- [Exercise instructions]:
**A)** Repeat word for word the stretch of the data sources excerpt that begins at the words "The chapter asks" and stops after "it **user-generated** vs **system-generated**?".
**B)** Decide whether each statement agrees with the data sources excerpt. Answer yes or no, and quote the words from the excerpt that settle it. (i) Click logs are rated high on trust. (ii) Third-party data is described as usually clean. (iii) Server logs are named as the primary source for ML labels.

- [Page excerpt]:
The chapter asks these questions about data sources:
- **Who collected** the data?
- Is it **clean**?
- Is it **trusted**?
- Is it **user-generated** vs **system-generated**?

In [None]:
# Data source analysis framework
data_sources = pd.DataFrame({
    'Source Type': [
        'User-Generated',
        'User-Generated',
        'System-Generated',
        'System-Generated',
        'Third-Party'
    ],
    'Example': [
        'Posts, comments, reviews',
        'Profile information',
        'Click logs, view events',
        'Server logs, errors',
        'External APIs, purchased data'
    ],
    'Clean?': [
        'Often noisy, typos, spam',
        'Moderate - users may lie',
        'Usually clean, structured',
        'Clean but verbose',
        'Varies widely'
    ],
    'Trusted?': [
        'Low - adversarial users',
        'Moderate',
        'High - we control collection',
        'High',
        'Depends on vendor'
    ],
    'Interview Consideration': [
        'Need content moderation, spam filtering',
        'Validate critical fields',
        'Primary source for ML labels',
        'Good for debugging, monitoring',
        'Data contracts, freshness SLAs'
    ]
})

print("="*100)
print("DATA SOURCES ANALYSIS (Chapter Framework)")
print("="*100)
print(data_sources.to_string(index=False))

In [None]:
# Simulate different data sources for a feed ranking system
np.random.seed(42)

# User-generated data (noisy)

Box-labeled dataset extracts
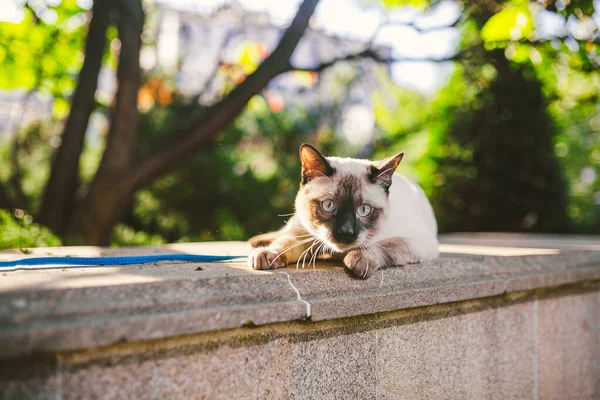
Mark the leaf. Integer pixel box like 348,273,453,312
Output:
481,5,533,43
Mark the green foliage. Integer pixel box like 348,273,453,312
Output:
481,4,533,43
0,209,61,249
0,0,600,247
112,96,322,245
0,0,87,112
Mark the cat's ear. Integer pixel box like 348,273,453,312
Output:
300,144,333,184
369,153,404,190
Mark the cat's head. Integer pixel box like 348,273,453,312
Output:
296,144,404,252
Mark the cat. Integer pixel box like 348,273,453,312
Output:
248,144,439,279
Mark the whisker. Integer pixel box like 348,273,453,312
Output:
277,213,295,217
269,238,313,266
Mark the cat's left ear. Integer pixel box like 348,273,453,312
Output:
369,153,404,191
300,144,333,184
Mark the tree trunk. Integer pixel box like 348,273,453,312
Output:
65,0,144,244
66,0,319,245
39,0,111,234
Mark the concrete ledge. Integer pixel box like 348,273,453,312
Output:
0,236,600,358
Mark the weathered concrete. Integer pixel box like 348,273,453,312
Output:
0,235,600,399
0,283,600,399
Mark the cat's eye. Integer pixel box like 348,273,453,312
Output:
356,204,371,217
321,200,335,212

- [Solutions]:
**A)**
The chapter asks these questions about data sources:
- **Who collected** the data?
- Is it **clean**?
- Is it **trusted**?
- Is it **user-generated** vs **system-generated**?

**B)**
(i) Yes: "High - we control collection"
(ii) No: "Varies widely"
(iii) No: "Good for debugging, monitoring"